_Lesetext_.
=-=-=-=-=
Vorrangig mit einem Schütz zwischen FU und Motor.
Der sichere Halt ist bis PL d sicherlich ohne Probleme einsetzbar, bei PL e wirst Du möglicherweise Probleme bekommen, das schönzurechnen.
Bei Stoppkategorie 1 ist das Absenken der Drehzahl nur die Einleitung des sicheren Halts.
Natürlich musst Du eine Restgefahr beachten, wenn z.B. der FU kaputt geht, dann trudelt der Antrieb nämlich aus und ohne überwachte Bremse wirst Du da ganz schön in Schwulitäten kommen.

@Schneemann
Wen Du den Motor einfach abschaltest, werden die Halbleiter gesperrt. Die generatorische Leistung kann also gar nicht bis in den Zwischenkreis durchschlagen. Was den Kondensatoren am meisten schadet, ist das häufige Ein- und Ausschalten und somit das Laden des Zwischenkreises.


----------



## Deltal (17 Februar 2012)

Naja, dass ist ja die ganze Geschichte rund um die EN 13849. Wenn du nach unten scrollst, findest du ein extra Abschnitt zu dem Thema. Die EN ISO 14121 befasst sich mit der Risikobeurteilung der Maschine.
=-=-=-=-=
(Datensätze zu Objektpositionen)
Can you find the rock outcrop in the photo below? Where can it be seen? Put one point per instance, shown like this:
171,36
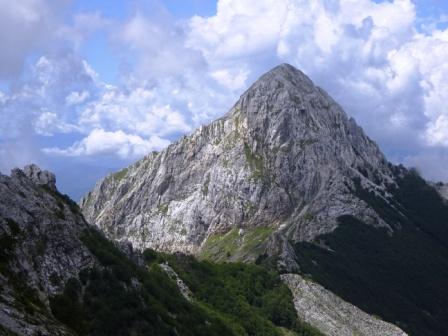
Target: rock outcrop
40,250
278,168
40,177
332,315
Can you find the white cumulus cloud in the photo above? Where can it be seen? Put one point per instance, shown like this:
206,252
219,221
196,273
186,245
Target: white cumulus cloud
100,142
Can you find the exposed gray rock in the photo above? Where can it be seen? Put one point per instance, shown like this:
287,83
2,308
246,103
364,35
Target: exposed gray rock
332,315
282,160
40,177
442,189
40,250
183,288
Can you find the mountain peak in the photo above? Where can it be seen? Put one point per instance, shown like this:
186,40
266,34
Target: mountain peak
284,76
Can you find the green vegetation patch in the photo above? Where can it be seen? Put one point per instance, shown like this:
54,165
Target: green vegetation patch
251,299
233,247
400,277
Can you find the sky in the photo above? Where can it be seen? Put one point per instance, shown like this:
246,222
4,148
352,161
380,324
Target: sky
90,86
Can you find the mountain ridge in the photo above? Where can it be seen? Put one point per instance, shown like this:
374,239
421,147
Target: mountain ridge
280,115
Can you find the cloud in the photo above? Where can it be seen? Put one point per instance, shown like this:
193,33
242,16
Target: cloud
370,56
101,142
48,124
382,62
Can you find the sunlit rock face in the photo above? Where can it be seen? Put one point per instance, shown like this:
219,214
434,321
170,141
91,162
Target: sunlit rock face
279,167
40,250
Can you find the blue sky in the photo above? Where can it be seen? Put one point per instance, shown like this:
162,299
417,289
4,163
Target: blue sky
87,87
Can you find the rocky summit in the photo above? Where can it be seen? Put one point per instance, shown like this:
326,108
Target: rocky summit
279,167
287,180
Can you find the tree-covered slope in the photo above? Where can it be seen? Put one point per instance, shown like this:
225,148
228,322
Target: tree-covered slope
61,276
401,276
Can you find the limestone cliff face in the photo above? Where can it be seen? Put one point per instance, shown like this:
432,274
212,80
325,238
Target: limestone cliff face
278,167
39,251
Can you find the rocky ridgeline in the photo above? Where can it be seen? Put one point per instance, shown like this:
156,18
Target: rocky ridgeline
278,168
40,250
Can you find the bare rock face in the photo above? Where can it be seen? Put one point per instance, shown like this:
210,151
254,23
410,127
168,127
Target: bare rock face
40,250
442,189
278,168
40,177
332,315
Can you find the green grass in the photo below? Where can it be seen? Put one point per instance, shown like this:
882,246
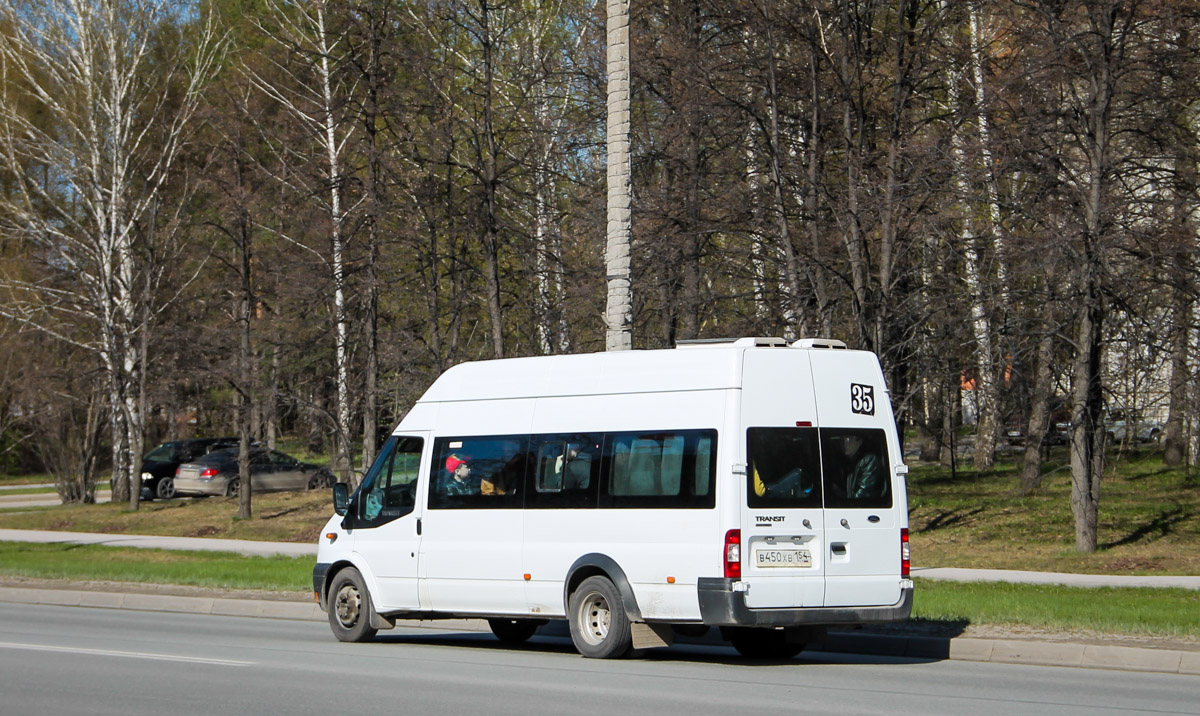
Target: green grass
217,570
1149,518
1122,611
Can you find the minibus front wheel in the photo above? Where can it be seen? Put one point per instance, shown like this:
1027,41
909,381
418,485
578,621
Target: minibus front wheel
349,607
599,625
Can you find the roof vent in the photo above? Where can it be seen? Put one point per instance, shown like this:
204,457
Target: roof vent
820,343
732,343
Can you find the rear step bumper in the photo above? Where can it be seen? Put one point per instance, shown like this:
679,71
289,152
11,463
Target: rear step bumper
721,606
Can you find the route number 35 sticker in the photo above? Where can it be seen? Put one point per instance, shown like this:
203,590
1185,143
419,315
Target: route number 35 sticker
862,398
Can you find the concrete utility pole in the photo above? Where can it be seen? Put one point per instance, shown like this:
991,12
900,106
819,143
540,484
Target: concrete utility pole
619,310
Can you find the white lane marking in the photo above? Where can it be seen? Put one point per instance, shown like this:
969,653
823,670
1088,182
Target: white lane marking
222,662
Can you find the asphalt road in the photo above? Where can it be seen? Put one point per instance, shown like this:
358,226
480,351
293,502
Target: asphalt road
69,660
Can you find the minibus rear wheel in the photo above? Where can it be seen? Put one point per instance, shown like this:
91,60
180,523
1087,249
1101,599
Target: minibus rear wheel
599,625
349,607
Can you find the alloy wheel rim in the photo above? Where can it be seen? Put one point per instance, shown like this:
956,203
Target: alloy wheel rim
348,606
595,618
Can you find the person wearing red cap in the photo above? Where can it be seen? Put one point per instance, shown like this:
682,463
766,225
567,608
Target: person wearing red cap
459,481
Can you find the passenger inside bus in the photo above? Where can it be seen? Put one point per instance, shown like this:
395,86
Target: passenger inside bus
457,480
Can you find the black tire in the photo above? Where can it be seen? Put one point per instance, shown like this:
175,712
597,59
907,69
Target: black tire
349,607
763,643
513,631
166,488
599,625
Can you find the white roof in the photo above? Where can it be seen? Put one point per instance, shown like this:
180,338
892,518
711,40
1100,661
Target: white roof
695,366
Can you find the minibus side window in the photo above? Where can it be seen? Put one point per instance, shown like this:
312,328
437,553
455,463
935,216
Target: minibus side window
660,469
856,468
565,470
784,468
478,473
389,488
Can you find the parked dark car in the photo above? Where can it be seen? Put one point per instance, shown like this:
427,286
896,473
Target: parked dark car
270,470
160,464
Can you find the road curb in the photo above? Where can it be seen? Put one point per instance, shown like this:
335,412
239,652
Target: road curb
1020,651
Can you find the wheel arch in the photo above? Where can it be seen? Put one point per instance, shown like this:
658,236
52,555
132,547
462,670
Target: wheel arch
331,572
592,565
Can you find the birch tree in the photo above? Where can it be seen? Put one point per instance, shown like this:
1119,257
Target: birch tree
619,307
114,85
309,89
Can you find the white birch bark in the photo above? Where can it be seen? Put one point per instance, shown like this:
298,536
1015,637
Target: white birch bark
619,311
309,96
111,128
976,251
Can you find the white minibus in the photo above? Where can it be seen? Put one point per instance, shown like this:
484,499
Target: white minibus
748,485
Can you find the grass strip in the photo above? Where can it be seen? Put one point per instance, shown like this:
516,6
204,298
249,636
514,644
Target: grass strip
219,570
1128,611
28,491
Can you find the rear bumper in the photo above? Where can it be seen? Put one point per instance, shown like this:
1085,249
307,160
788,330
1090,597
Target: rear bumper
720,606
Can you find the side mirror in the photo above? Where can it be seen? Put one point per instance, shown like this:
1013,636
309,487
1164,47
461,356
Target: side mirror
341,498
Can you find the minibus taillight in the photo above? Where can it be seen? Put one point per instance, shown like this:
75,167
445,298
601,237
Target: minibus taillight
733,554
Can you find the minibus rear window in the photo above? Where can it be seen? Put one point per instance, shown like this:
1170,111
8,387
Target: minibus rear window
857,473
784,468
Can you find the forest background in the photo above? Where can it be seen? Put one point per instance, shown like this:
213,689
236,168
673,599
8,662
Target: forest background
287,217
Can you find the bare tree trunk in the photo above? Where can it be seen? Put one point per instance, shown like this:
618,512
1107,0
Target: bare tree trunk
1174,438
1039,410
793,317
243,391
491,222
1087,441
619,310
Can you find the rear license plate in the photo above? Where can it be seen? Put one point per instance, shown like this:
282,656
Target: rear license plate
783,558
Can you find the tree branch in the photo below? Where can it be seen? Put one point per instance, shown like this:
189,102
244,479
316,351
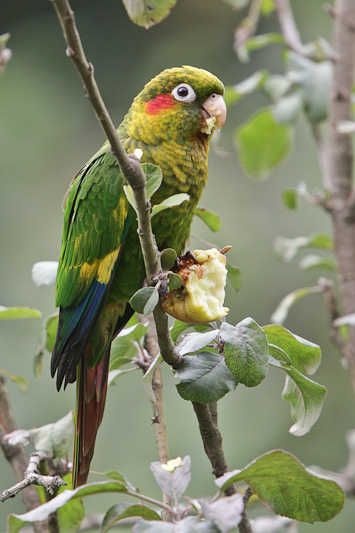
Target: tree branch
33,477
16,456
129,166
340,163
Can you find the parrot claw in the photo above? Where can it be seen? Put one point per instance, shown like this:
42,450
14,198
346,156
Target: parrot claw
183,260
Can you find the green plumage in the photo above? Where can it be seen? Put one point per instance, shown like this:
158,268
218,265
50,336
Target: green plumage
101,263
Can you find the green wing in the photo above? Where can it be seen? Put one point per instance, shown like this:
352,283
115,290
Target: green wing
96,221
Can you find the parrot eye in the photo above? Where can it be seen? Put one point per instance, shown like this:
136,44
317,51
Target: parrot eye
184,93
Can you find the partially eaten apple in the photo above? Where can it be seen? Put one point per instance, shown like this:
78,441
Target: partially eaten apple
200,298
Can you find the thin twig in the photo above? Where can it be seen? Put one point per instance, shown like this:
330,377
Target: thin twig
16,456
340,163
161,437
32,477
244,526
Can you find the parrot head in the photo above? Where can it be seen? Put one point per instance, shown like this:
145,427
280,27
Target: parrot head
179,104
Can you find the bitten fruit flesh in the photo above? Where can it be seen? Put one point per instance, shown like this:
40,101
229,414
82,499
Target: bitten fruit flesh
200,298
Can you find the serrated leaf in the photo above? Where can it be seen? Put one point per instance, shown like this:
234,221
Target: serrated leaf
147,13
167,258
210,218
123,510
145,300
172,201
286,249
16,522
306,398
246,351
14,313
281,312
305,355
234,276
44,272
72,514
204,378
262,143
312,262
195,341
173,483
290,489
21,382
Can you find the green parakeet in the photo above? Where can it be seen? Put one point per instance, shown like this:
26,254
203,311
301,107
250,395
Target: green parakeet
171,120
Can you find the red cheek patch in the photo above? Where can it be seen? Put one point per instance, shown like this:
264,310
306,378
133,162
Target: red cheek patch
160,103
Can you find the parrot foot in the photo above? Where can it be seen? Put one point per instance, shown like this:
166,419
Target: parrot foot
182,261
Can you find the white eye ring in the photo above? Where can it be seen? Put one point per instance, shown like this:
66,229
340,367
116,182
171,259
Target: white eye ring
184,93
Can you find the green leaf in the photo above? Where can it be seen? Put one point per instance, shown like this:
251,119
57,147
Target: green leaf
235,92
13,313
304,355
312,262
175,281
281,312
246,351
305,396
298,358
16,522
72,514
234,276
123,510
204,377
167,258
262,143
290,199
210,218
313,78
172,201
195,341
286,249
286,486
21,382
147,13
267,7
145,300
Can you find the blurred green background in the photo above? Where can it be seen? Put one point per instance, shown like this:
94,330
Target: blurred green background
47,132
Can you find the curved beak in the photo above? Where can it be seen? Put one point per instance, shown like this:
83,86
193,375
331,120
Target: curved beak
213,107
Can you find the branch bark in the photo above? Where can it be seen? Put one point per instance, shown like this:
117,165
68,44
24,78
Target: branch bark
340,164
129,166
16,456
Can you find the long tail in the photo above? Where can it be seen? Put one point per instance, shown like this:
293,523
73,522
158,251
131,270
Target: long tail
91,392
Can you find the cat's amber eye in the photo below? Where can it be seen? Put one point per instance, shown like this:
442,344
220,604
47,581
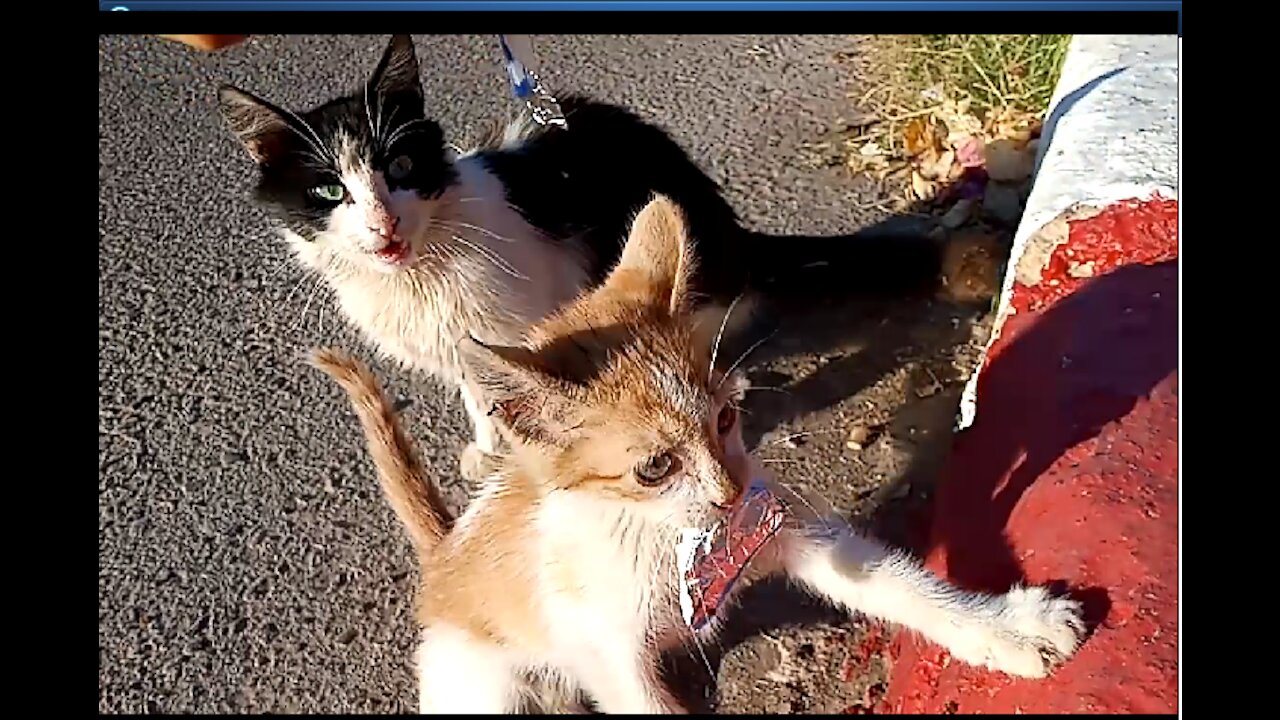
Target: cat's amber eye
400,167
329,192
656,469
726,419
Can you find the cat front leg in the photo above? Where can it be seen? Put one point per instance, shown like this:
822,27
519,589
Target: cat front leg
622,679
1024,632
461,675
478,458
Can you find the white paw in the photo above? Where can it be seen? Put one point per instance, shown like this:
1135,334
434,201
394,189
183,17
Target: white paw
1033,633
476,464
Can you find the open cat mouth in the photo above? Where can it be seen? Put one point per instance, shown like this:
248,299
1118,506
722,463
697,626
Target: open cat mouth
394,253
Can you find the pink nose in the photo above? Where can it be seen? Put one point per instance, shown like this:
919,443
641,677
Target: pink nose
384,227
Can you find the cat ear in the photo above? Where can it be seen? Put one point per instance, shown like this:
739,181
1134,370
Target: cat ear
657,260
397,72
259,124
530,402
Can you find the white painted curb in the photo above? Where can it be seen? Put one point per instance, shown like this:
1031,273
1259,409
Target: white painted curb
1111,135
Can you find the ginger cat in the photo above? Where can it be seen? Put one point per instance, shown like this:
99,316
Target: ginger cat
622,433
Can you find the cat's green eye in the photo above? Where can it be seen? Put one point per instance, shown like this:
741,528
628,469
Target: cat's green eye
656,469
329,192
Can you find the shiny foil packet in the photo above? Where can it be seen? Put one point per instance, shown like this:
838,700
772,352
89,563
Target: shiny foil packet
711,560
517,53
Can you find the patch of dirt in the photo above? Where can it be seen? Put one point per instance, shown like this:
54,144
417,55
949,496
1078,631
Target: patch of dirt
855,400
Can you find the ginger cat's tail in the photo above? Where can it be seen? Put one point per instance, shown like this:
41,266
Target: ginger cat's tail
412,497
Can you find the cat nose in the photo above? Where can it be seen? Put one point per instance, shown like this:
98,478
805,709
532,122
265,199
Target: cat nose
728,495
385,229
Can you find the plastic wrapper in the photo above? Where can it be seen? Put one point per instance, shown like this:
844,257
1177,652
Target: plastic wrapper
711,560
519,57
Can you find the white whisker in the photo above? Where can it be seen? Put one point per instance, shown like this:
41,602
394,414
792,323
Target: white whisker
720,333
743,356
489,255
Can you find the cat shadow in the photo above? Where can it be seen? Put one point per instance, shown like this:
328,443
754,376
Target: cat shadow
1112,363
846,337
1082,367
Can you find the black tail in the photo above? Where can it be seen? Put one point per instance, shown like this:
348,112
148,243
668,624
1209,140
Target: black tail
873,263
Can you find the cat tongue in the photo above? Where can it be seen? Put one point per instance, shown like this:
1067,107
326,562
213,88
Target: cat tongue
711,560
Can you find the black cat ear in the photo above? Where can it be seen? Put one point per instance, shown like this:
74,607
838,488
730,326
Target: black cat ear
255,122
397,72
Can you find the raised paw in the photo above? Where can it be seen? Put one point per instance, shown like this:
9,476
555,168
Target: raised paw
1032,634
476,464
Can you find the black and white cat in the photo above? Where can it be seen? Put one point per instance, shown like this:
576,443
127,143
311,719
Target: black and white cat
423,247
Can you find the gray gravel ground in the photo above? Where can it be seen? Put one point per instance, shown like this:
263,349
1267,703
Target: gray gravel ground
247,561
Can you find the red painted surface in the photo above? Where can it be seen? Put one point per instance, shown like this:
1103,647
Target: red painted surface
1069,474
1125,233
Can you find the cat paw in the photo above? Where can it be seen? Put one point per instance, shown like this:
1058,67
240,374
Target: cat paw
476,464
1034,633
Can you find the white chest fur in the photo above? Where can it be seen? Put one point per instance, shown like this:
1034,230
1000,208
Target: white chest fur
492,276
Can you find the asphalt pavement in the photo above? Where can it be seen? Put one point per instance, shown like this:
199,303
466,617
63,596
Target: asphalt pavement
247,561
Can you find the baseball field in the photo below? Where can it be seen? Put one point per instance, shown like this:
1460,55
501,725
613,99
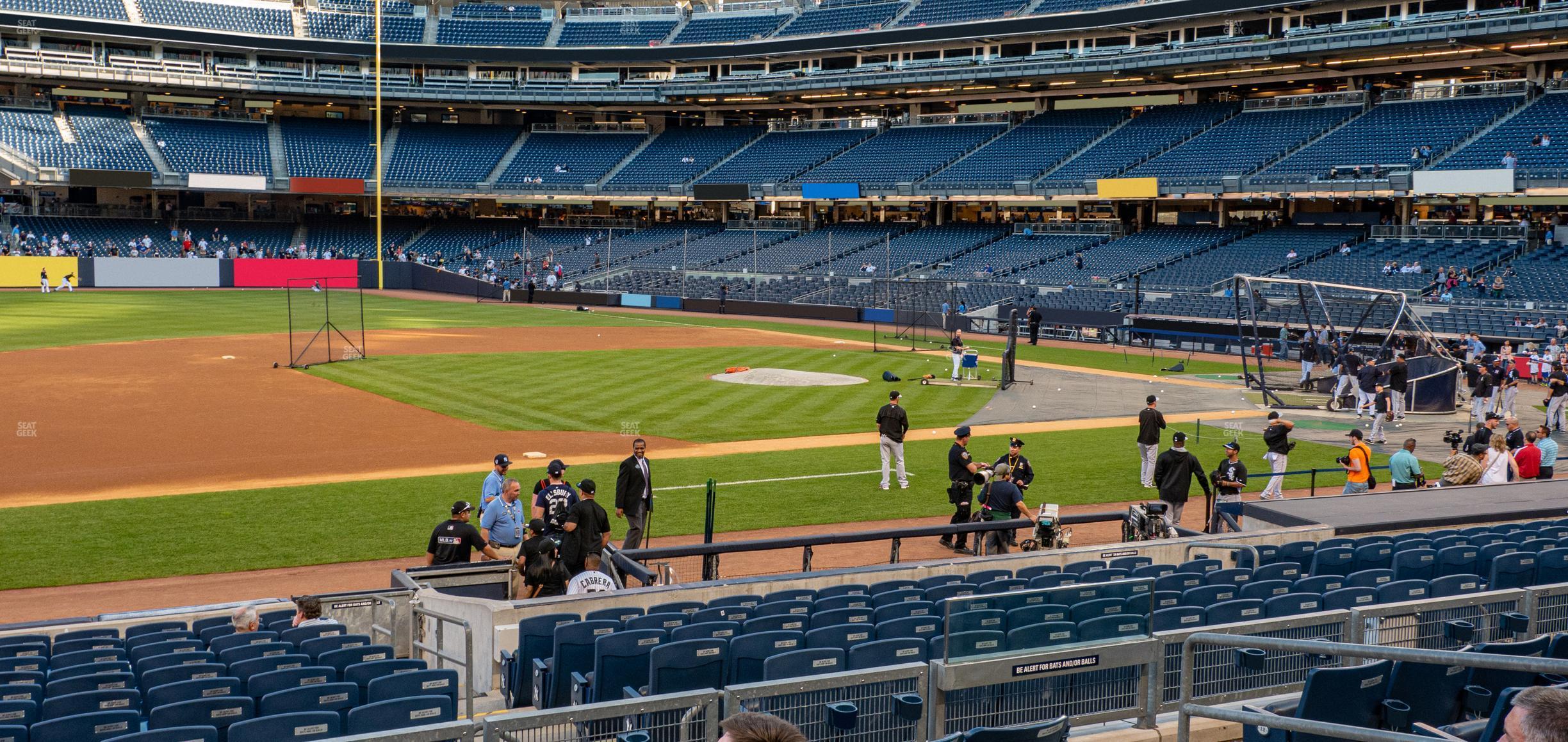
=-=-=-=-=
_Ihre Aufgaben_.
- 1) Erklären Sie anhand des Lesetextes, warum beim einfachen Abschalten des Motors die generatorische Leistung den Kondensatoren nicht schadet.
- 2) Womit befasst sich laut Lesetext die EN ISO 14121?
- 3) Zählen Sie alle Geräte und Bauteile der Antriebstechnik auf, die im Lesetext genannt werden.

_Antworten je Aufgabe_.
- 1) Beim Abschalten werden die Halbleiter gesperrt, sodass die generatorische Leistung gar nicht bis in den Zwischenkreis durchschlagen kann. Am meisten schadet den Kondensatoren vielmehr das häufige Ein- und Ausschalten und damit das Laden des Zwischenkreises.

- 2) Mit der Risikobeurteilung der Maschine.

- 3) Schütz, FU, Motor, Antrieb, Bremse, Halbleiter, Zwischenkreis, Kondensatoren